-- Start Material for the task --

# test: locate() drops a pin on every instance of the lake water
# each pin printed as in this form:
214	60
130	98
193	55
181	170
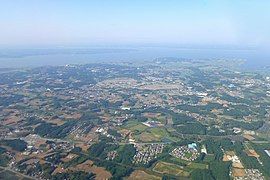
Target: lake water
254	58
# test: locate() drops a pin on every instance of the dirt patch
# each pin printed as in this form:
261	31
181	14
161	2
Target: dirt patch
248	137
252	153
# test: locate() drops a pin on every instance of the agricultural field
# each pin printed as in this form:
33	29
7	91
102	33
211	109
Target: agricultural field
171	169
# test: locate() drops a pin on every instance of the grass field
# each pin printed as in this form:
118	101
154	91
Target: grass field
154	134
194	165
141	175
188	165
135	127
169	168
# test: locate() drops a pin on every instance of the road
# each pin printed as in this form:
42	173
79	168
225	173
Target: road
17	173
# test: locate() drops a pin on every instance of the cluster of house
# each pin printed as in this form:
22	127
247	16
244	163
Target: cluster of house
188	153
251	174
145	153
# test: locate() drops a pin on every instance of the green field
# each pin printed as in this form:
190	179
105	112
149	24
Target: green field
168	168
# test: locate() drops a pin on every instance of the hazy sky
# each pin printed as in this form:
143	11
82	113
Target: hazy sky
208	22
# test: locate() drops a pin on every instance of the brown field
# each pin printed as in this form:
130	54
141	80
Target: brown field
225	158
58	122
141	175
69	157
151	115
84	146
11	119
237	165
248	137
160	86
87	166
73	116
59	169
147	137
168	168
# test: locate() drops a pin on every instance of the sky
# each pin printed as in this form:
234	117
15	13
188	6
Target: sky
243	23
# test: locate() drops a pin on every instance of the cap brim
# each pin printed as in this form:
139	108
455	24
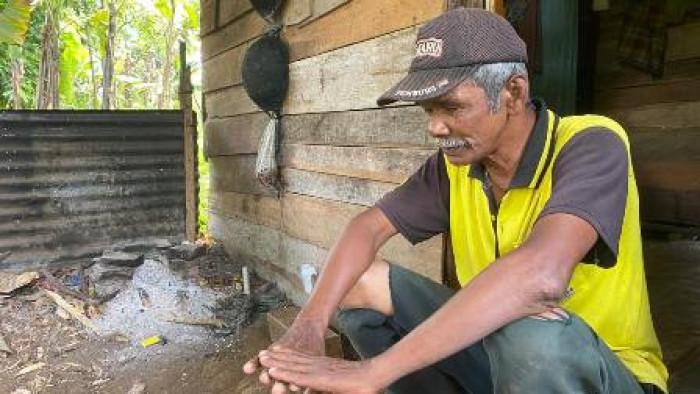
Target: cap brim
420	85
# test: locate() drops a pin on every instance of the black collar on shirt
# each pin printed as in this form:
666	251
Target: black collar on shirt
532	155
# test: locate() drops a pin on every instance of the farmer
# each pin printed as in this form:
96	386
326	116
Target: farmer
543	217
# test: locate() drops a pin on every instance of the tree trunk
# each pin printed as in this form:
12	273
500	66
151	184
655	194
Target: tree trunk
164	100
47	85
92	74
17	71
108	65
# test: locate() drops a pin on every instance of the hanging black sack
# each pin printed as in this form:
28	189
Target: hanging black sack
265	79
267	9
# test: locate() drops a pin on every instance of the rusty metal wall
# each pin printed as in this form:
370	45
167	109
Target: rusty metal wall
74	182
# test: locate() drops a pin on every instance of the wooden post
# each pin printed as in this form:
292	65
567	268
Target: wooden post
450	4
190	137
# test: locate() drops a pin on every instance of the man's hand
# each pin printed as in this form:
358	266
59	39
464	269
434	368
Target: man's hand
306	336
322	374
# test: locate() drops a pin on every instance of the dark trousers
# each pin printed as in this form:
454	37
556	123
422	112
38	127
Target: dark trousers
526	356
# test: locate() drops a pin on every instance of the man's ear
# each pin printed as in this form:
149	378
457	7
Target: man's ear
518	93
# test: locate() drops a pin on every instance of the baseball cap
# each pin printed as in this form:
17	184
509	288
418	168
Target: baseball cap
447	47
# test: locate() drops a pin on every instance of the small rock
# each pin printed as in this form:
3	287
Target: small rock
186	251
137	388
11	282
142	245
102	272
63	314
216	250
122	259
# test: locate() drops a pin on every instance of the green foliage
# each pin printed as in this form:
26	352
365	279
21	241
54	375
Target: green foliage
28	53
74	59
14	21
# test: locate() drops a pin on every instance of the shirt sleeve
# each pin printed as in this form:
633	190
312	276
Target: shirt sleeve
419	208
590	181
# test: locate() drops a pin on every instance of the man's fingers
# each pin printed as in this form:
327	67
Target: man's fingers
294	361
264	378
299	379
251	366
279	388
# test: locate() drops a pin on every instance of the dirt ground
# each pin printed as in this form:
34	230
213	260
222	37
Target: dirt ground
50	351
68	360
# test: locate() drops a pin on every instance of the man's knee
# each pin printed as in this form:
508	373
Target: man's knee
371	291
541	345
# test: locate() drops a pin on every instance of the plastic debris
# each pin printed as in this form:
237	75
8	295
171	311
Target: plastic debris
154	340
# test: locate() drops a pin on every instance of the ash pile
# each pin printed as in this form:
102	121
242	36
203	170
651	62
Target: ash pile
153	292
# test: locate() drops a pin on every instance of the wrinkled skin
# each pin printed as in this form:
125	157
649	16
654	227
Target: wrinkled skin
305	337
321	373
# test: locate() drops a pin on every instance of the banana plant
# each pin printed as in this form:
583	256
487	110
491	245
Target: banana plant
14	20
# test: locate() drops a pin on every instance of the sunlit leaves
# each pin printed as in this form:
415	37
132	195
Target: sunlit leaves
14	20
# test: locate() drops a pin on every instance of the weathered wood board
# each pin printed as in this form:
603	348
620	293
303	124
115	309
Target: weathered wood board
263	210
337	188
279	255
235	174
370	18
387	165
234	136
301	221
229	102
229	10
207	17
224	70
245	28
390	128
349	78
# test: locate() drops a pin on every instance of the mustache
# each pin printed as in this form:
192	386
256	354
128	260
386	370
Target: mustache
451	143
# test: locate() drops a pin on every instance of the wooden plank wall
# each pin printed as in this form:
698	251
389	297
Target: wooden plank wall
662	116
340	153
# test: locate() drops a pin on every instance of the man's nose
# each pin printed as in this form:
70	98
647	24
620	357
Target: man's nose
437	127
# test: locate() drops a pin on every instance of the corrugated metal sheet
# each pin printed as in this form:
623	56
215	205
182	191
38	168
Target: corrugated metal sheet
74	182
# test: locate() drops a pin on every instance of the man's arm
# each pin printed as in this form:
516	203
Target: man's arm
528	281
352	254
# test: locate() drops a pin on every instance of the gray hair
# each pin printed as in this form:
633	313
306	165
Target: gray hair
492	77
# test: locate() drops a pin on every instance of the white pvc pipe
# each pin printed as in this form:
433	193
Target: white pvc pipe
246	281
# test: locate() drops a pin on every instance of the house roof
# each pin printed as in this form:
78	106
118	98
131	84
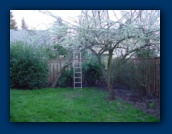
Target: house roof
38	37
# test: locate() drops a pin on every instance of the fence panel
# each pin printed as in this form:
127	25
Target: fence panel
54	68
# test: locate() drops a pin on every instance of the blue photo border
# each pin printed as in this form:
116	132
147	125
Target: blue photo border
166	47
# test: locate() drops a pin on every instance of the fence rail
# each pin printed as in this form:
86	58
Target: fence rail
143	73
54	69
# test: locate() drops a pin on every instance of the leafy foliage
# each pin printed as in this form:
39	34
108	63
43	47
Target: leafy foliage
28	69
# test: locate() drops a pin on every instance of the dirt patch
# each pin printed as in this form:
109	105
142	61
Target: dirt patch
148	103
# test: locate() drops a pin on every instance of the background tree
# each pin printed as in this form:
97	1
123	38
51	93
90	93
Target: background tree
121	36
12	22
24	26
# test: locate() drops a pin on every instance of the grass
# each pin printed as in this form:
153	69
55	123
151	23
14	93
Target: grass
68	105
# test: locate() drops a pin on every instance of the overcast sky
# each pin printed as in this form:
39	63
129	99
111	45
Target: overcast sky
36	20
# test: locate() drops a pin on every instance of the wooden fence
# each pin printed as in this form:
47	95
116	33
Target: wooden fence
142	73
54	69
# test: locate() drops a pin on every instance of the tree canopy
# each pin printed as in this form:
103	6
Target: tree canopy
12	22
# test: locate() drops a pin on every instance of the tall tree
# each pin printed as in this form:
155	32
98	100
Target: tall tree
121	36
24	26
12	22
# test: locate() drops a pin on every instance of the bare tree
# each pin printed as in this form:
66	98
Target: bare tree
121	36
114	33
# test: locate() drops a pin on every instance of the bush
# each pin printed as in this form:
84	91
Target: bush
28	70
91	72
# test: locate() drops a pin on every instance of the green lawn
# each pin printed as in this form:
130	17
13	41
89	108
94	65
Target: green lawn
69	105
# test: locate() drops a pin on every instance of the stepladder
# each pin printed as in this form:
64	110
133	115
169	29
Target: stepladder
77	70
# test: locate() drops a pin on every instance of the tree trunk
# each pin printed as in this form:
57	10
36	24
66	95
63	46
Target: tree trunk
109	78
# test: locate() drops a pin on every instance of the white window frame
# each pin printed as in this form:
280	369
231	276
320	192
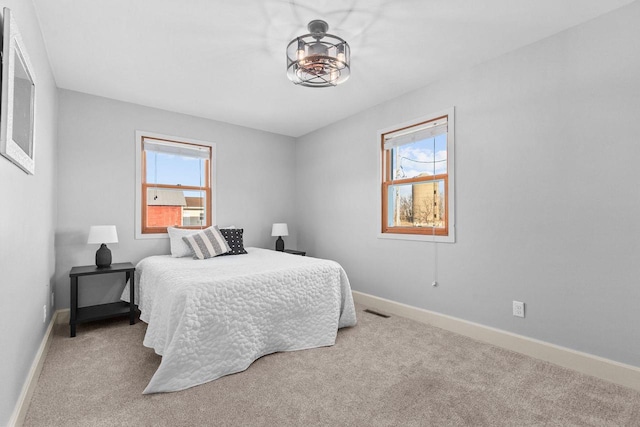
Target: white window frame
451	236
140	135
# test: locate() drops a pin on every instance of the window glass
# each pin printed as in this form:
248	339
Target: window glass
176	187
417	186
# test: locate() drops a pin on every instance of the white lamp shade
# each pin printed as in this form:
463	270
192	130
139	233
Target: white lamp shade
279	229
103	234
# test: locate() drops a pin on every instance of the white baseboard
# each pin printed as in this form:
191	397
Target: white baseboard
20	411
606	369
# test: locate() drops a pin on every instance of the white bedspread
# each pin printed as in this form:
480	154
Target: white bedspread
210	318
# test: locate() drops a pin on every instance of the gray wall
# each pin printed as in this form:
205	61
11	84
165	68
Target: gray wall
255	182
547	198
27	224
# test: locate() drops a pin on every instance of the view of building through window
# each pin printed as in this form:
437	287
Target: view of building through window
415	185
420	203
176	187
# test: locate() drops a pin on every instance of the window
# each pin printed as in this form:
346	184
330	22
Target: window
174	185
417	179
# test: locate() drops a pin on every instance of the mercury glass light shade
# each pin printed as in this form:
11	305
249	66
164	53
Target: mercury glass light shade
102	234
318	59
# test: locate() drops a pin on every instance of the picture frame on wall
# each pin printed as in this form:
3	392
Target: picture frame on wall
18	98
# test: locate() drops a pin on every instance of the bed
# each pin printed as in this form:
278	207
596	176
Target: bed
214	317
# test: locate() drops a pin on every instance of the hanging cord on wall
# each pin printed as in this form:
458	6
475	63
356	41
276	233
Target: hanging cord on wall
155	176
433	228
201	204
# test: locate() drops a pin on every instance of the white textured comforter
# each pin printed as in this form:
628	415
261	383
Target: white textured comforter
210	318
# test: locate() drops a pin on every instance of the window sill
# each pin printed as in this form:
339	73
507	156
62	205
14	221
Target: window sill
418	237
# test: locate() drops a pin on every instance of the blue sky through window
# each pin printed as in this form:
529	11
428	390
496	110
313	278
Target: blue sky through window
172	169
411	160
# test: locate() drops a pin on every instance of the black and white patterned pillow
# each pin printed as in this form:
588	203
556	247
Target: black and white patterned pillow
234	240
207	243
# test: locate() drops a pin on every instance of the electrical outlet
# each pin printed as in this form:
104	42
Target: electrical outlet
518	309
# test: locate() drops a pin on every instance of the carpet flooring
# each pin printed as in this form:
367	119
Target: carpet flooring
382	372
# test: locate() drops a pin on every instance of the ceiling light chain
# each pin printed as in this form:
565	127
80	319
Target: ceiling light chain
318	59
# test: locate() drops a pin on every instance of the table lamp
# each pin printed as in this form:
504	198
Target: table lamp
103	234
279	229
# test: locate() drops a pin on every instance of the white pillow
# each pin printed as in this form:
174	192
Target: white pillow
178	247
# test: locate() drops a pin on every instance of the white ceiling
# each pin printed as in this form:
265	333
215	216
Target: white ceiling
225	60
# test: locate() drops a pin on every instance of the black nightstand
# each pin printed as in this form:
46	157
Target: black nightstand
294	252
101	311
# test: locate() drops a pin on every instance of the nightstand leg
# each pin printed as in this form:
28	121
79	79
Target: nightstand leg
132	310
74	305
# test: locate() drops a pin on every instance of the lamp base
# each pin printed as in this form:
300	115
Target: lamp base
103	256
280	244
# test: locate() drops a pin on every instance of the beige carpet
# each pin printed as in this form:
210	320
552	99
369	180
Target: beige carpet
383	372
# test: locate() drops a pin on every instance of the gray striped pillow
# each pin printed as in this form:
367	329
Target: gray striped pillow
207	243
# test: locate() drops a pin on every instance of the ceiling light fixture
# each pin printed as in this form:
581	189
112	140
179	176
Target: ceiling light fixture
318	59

-- End Material for the task --

## Task to complete
Copy, character for character, the lines from the line that holds "the white ceiling" through the final line of the records above.

## Answer below
# test: locate() drops a pin on every instance of the white ceiling
# each pin printed as in this form:
265	333
215	216
Target: white ceiling
225	60
# test: locate() drops a pin on every instance of the black nightstand
# each pin printed as in this form:
46	157
Target: black nightstand
294	252
101	311
# test: locate() drops a pin on every instance of the nightstand leg
# each pin printed as in this form:
28	121
79	79
Target: nightstand leg
132	310
74	305
# test: locate() drops a pin on every instance of the lamp base
# each pin printed as in this form:
300	115
Target: lamp base
103	256
280	244
# test: locate() drops a pin on every instance of the beige carpet
# each pin printed as in this form:
210	320
552	99
369	180
Target: beige carpet
383	372
# test: locate() drops a pin on every instance of the gray striped pillow
# each pin printed as in this form:
367	329
Target: gray striped pillow
207	243
# test: locate() drops a pin on every instance of the ceiling light fixture
# each pin printed as in this form:
581	189
112	140
179	176
Target: ceiling light fixture
318	59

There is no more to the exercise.